[Location identification items]

-- begin --

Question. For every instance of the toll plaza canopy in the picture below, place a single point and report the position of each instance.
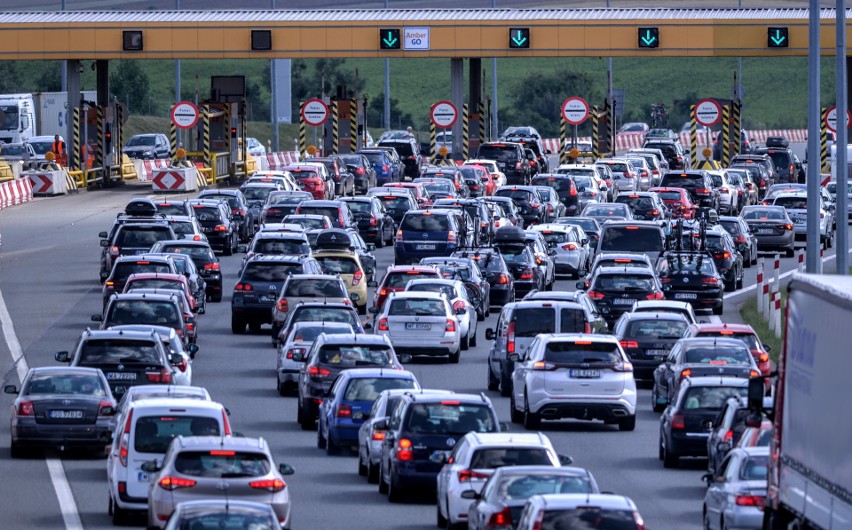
(454, 33)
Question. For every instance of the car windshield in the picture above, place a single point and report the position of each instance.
(355, 355)
(269, 272)
(155, 433)
(76, 384)
(417, 307)
(220, 463)
(120, 351)
(450, 417)
(369, 388)
(523, 487)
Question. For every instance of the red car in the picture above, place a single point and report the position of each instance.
(678, 201)
(744, 332)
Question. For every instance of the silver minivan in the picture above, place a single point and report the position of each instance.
(518, 325)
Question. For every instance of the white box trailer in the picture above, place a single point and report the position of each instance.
(810, 476)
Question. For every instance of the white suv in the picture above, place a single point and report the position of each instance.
(573, 375)
(474, 459)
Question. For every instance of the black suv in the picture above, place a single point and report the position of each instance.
(698, 184)
(421, 433)
(216, 222)
(510, 158)
(257, 289)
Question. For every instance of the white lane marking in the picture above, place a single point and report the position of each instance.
(64, 495)
(772, 278)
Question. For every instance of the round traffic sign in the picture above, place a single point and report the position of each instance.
(314, 112)
(575, 110)
(831, 119)
(444, 114)
(708, 112)
(184, 115)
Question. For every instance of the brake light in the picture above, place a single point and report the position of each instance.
(173, 483)
(404, 451)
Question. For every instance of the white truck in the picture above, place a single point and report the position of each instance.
(23, 116)
(810, 469)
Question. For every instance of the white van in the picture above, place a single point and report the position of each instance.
(148, 428)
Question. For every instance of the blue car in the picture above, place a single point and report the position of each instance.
(427, 233)
(350, 399)
(386, 169)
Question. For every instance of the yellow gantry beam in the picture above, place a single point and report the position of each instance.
(174, 35)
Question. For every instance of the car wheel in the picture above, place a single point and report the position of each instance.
(238, 325)
(532, 421)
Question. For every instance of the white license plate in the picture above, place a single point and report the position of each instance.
(623, 301)
(121, 376)
(66, 414)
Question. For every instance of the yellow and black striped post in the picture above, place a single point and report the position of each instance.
(335, 127)
(303, 137)
(726, 135)
(823, 141)
(693, 137)
(172, 140)
(205, 125)
(75, 152)
(465, 131)
(596, 151)
(353, 125)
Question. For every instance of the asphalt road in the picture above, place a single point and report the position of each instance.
(48, 282)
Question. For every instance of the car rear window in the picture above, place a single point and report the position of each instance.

-- end --

TASK TO CARRY OUT: Only the lines from the one containing "Question. For every instance of the yellow gantry" to the end of the records should be repeated, exactly as they appear.

WRITTEN ANSWER:
Question. For every instance of the yellow gantry beam in the picture above, place a single point and report the position of each instance.
(174, 35)
Question. For every instance of the car wheel in the picture above, place a single point and report the position of each instance.
(238, 325)
(532, 421)
Question. For every instance of the white license plate in the picture above, place a single point and report the position of each instance.
(623, 301)
(121, 376)
(66, 414)
Question. For every instance of the yellow and black striped post in the picture above, place a single point and report the position of each instance.
(335, 127)
(303, 137)
(726, 135)
(823, 141)
(693, 137)
(172, 140)
(205, 125)
(75, 152)
(465, 131)
(596, 151)
(353, 125)
Question. For every instance of the asphalt road in the picture above, place a single point and report the position of each instance.
(48, 282)
Question. For every instance of the car rear window in the picture above, place a single point and report the position of each instance.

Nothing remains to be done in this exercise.